*TASK LIST:*
1) Answer these questions from the excerpted text, one line each:
(a) According to the excerpted text, what kind of culture do most businesses have instead of arguing with their data?
(b) What question does the excerpted text suggest asking about where data comes from?
(c) What two kinds of data does the excerpted text name when asking how the data was collected?
2) Summarize the excerpt on arguing with data in two sentences.

The Challenger story offers a chilling scenario of a common phenomenon: that we often look at data that appears to encode the information we need while discarding data we assume wouldn't be relevant. Indeed, we must admit that few situations will ever be as dire as the Challenger scenario. Because so much was at stake, the Challenger scenario serves as an important story that has an immediate and obvious impact.

We don't want to speculate that if only they looked at the full dataset, they would have made the right decision. There is really no way to know this. Other factors were surely at play. Rather, we just want to point out that there are often stories to uncover when we further argue with the data.

And to that extent, the story the Challenger tells is clear. Most businesses don't argue with their data. Instead, they have a culture of acceptance. The effect of this is a slow burn where data projects continue to fail without important questions being asked during the project.

With that, we return to this chapter's goal of teaching you how to argue with the data and what questions to ask.

TELL ME THE DATA ORIGIN STORY

All data starts somewhere. We shouldn't take for granted its origins. So, we suggest you ask, “What is the origin of this data?”

We like this question because it's an open-ended and quick way for you to judge if the underlying raw data aligns to the question being asked of it, and it doesn't require mathematical or statistical knowledge to answer. More important, we believe the question itself creates a sense of openness and builds trust (or creates doubt) to the results that follow.

Listen carefully to the answer for potential issues of correctness and integrity stemming from the person or organization who created the data.

In particular, you are probing for answers to the following questions:

  • Who collected the data?
  • How was the data collected? Is it observational data or experimental?

Who Collected the Data?

*MATERIAL PROVIDED:*
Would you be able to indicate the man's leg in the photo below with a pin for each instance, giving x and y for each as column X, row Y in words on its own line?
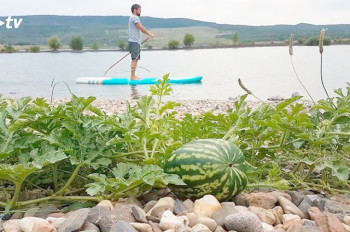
column 133, row 70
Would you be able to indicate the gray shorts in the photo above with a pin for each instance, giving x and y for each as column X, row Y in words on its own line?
column 134, row 49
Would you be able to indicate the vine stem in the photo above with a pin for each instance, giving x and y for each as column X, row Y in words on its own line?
column 60, row 198
column 71, row 179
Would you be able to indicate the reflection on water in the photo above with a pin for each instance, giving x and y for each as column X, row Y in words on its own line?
column 134, row 92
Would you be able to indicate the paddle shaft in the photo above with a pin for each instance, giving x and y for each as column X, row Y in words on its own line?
column 122, row 58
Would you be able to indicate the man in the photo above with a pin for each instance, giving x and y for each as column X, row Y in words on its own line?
column 135, row 36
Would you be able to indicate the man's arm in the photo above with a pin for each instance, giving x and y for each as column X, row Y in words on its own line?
column 144, row 30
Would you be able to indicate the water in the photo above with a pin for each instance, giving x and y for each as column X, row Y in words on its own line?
column 266, row 71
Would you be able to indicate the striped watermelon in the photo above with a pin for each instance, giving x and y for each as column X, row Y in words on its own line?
column 208, row 166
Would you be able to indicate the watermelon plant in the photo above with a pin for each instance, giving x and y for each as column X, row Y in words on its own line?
column 208, row 166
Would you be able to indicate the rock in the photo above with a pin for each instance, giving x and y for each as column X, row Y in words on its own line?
column 189, row 205
column 56, row 222
column 170, row 221
column 43, row 227
column 304, row 207
column 74, row 221
column 139, row 214
column 155, row 227
column 267, row 227
column 122, row 226
column 194, row 220
column 289, row 207
column 164, row 204
column 243, row 222
column 12, row 225
column 88, row 226
column 96, row 213
column 46, row 210
column 180, row 208
column 262, row 200
column 265, row 215
column 106, row 203
column 346, row 219
column 122, row 212
column 142, row 227
column 226, row 209
column 289, row 217
column 27, row 223
column 31, row 212
column 278, row 212
column 200, row 228
column 206, row 206
column 149, row 205
column 297, row 197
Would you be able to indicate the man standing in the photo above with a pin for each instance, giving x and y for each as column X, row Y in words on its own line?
column 135, row 36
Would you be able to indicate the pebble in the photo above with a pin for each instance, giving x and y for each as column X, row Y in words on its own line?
column 204, row 215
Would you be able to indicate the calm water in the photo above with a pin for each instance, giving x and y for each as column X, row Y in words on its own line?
column 266, row 71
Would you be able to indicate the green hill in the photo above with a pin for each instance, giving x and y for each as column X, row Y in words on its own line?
column 108, row 31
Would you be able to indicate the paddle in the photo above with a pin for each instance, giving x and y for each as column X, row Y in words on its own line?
column 122, row 58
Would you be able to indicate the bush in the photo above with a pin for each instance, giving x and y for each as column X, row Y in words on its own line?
column 173, row 44
column 54, row 43
column 76, row 43
column 188, row 40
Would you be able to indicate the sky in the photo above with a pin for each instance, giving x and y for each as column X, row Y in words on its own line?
column 237, row 12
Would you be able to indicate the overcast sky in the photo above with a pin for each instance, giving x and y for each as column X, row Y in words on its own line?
column 244, row 12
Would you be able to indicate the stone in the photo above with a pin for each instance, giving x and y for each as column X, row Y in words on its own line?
column 264, row 214
column 278, row 212
column 226, row 209
column 289, row 207
column 122, row 226
column 267, row 227
column 346, row 219
column 164, row 204
column 206, row 206
column 139, row 214
column 200, row 228
column 88, row 226
column 142, row 227
column 12, row 225
column 170, row 221
column 288, row 217
column 149, row 205
column 189, row 205
column 56, row 222
column 74, row 221
column 107, row 219
column 43, row 227
column 27, row 223
column 106, row 203
column 195, row 219
column 180, row 208
column 155, row 227
column 297, row 197
column 262, row 200
column 96, row 213
column 243, row 222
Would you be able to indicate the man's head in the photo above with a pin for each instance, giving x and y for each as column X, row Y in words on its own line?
column 136, row 9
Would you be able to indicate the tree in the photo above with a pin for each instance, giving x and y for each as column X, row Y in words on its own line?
column 235, row 39
column 173, row 44
column 54, row 43
column 76, row 43
column 188, row 40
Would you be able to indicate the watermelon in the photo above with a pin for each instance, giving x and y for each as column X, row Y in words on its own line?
column 208, row 166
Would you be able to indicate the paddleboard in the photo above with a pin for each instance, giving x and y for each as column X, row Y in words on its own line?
column 127, row 81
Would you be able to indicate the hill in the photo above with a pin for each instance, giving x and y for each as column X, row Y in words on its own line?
column 108, row 31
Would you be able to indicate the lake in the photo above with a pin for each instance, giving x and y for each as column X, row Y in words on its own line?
column 266, row 71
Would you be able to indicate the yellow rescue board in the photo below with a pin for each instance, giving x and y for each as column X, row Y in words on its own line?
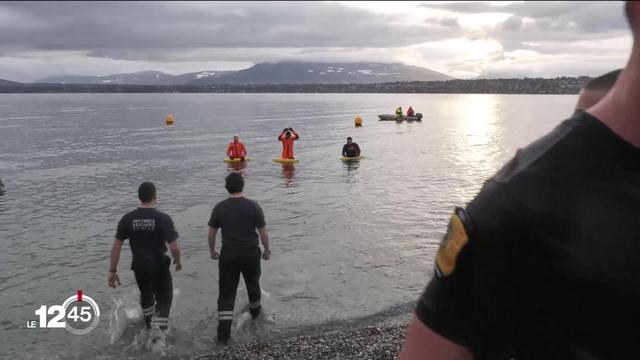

*TASK-BY-TASK OUTPUTS:*
1)
(a) A culture of acceptance.
(b) "What is the origin of this data?"
(c) Observational data and experimental data.

2) The Challenger story shows how people often look at data that seems to hold the needed information while discarding data they assume is irrelevant, and most businesses accept their data rather than arguing with it, so data projects keep failing without important questions being asked. The excerpt recommends asking about the origin of the data, which helps judge whether the raw data fits the question being asked, and probing who collected it and how it was collected.